> **Provided passage**:
****

Skip to content

Latest commit

 

History

History
142 lines (115 loc) · 7.23 KB

architecture.md

File metadata and controls

142 lines (115 loc) · 7.23 KB

System Architecture

A message oriented middleware based document processing system

The system uses Apache ActiveMQ as message broker.  A producer/dispatcher that hooks into the oplog of the mongodb replica set fetches any updated/inserted documents and depending on their status value dispatch them to ActiveMQ persistent point-to-point (PTP) queues. The messages contain in their body only the MongoDB object id and dispatcher will coalesce multiple documents change records of the same status into a single message for better scalability.

For each different operation that can be done on a document there is a different persistent queue and each persistent queue serves multiple concurrent consumers that listen on messages they are interested. Each message is delivered to a single consumer (PTP) by the dispatcher and the consumer reads the MongoDB objectid(s) from the message body to retrieve the document from the MongoDB replica set, process it , update the job status and save it back to the MongoDB, which creates a change event in the oplog that is picked up by the producer/dispatcher resulting in another message to be queued for that document until the document processing pipeline is finished.

****

> **Set tasks**:
A - Write out, word for word, the part of the system architecture text that opens with the words containing "For each different" and closes with "pipeline is finished.".
B - Answer these questions from the system architecture text:
(i) Which message broker does the system use?
(ii) What is the only thing the messages carry in their body?
(iii) How many consumers is each message delivered to?
C - Turn the paragraph of the system architecture text that begins "For each different operation" into a short list that keeps its main facts.

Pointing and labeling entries
****

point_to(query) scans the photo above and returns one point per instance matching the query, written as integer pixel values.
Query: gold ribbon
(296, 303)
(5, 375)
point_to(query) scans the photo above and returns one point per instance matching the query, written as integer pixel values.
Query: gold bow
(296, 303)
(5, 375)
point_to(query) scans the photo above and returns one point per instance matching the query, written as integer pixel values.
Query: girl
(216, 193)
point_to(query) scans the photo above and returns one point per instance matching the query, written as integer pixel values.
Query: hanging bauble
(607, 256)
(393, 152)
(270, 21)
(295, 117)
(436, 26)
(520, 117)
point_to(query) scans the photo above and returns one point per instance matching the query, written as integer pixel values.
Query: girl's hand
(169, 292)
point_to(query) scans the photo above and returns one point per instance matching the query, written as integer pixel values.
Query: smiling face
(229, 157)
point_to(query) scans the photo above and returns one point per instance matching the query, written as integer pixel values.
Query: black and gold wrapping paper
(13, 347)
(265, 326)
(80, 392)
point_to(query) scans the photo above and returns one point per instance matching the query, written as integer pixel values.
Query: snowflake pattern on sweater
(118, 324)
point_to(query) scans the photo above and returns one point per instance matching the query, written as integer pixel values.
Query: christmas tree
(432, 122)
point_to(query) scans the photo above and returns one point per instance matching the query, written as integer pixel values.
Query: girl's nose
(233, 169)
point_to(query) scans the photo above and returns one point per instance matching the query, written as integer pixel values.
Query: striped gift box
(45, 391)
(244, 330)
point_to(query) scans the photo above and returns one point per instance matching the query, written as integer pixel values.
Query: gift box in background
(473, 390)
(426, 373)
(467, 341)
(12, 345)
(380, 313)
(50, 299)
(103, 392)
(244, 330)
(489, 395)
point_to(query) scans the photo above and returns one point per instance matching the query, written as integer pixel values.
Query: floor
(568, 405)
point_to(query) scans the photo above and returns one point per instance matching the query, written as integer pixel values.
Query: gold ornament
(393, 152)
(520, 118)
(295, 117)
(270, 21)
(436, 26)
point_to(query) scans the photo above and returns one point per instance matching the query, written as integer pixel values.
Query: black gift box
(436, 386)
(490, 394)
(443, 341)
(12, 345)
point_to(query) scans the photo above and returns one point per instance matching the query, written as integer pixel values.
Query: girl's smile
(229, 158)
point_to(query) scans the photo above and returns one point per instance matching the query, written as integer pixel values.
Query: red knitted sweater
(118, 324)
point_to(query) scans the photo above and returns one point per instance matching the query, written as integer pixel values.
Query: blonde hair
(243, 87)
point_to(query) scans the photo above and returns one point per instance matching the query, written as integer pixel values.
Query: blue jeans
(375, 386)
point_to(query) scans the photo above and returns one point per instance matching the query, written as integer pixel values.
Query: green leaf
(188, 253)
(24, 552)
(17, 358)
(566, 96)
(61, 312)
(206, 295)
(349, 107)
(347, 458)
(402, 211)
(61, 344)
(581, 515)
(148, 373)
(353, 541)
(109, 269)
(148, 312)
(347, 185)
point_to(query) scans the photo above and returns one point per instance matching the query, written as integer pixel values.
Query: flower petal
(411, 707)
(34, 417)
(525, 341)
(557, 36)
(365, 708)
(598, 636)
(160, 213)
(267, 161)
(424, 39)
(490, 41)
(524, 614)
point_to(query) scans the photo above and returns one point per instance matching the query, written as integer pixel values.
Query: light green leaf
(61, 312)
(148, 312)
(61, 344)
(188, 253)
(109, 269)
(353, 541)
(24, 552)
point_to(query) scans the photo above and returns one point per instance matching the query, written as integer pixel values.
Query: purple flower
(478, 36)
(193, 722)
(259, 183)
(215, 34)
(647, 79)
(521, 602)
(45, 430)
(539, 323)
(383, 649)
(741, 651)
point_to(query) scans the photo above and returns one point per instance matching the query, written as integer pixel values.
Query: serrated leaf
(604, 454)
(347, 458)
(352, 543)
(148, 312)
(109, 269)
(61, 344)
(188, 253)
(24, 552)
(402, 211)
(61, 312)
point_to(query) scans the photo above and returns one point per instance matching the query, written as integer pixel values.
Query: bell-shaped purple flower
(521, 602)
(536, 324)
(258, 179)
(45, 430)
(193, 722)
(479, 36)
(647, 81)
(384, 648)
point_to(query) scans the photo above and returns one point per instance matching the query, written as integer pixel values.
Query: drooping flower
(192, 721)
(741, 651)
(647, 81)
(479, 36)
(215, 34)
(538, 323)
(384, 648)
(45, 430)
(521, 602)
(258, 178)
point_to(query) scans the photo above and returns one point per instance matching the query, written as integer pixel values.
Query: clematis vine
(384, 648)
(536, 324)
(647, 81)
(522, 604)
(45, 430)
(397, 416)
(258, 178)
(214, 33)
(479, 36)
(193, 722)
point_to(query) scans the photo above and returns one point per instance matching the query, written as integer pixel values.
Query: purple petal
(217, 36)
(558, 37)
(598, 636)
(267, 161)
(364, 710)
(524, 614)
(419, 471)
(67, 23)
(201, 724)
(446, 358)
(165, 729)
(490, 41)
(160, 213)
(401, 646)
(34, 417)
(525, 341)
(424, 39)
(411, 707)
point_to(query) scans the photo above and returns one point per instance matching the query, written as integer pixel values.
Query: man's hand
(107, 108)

****

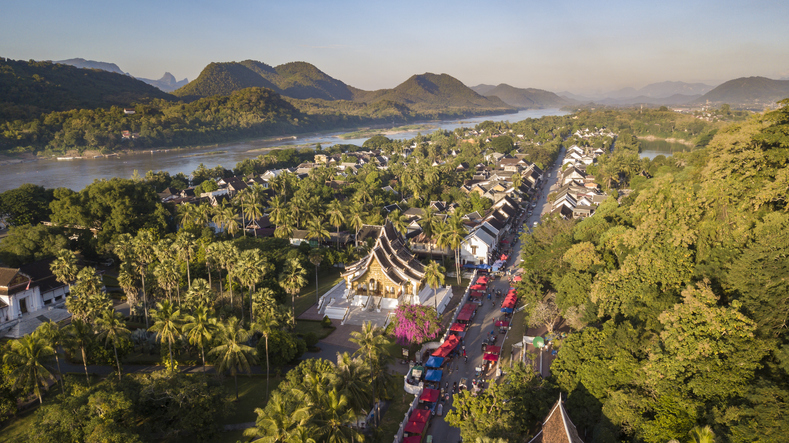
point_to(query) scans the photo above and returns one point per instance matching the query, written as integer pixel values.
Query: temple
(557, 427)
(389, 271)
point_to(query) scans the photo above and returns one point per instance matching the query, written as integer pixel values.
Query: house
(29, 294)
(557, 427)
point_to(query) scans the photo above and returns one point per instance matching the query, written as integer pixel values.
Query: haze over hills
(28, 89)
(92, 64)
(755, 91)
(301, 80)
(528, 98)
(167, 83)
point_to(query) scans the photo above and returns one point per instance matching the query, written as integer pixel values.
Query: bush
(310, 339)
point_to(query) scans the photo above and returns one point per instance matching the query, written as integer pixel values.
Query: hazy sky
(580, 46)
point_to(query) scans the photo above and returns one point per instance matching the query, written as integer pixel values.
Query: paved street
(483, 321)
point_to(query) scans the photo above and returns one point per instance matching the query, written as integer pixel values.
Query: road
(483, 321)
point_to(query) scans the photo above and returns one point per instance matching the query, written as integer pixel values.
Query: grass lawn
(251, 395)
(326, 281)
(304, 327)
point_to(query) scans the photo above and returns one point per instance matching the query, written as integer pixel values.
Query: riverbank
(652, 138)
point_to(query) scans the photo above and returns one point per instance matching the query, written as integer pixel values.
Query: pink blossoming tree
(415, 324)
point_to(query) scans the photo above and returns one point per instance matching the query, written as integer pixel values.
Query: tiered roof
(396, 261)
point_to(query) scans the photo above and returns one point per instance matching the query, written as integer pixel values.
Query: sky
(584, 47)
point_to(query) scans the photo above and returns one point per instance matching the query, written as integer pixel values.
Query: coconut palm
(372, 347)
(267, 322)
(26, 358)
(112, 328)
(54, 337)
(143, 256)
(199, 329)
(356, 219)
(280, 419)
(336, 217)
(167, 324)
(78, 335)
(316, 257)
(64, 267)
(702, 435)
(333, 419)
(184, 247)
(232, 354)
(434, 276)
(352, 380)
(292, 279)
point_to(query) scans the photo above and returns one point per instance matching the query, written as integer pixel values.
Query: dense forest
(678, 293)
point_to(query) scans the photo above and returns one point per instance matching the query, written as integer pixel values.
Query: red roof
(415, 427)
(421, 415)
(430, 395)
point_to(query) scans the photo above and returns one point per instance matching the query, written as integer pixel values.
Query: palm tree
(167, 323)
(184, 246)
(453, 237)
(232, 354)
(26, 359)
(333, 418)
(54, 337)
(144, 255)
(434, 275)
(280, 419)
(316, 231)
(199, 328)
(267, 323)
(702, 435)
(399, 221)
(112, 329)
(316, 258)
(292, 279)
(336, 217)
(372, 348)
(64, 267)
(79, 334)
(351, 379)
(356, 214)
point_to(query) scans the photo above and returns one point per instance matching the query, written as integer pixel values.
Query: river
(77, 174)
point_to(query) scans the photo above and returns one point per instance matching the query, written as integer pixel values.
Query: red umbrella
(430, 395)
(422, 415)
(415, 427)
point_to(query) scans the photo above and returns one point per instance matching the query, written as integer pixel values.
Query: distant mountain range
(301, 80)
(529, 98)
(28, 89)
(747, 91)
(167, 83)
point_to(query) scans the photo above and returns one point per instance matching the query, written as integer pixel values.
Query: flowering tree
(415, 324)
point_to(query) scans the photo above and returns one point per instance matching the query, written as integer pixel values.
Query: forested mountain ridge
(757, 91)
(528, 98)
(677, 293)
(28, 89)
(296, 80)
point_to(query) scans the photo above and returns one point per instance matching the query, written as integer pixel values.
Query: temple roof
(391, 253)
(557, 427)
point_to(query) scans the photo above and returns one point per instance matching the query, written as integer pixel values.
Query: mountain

****

> **Task responses**:
A -
For each different operation that can be done on a document there is a different persistent queue and each persistent queue serves multiple concurrent consumers that listen on messages they are interested. Each message is delivered to a single consumer (PTP) by the dispatcher and the consumer reads the MongoDB objectid(s) from the message body to retrieve the document from the MongoDB replica set, process it , update the job status and save it back to the MongoDB, which creates a change event in the oplog that is picked up by the producer/dispatcher resulting in another message to be queued for that document until the document processing pipeline is finished.

B -
(i) Apache ActiveMQ.
(ii) The MongoDB object id.
(iii) A single consumer.

C -
- Each operation that can be done on a document has its own persistent queue.
- Each queue serves multiple concurrent consumers that listen for the messages they are interested in.
- The dispatcher delivers each message to a single consumer (PTP).
- The consumer reads the MongoDB object id(s) from the message body, retrieves the document from the MongoDB replica set, processes it, updates the job status, and saves it back to MongoDB.
- The save creates a change event in the oplog. The producer/dispatcher picks it up and queues another message for that document.
- This repeats until the document processing pipeline is finished.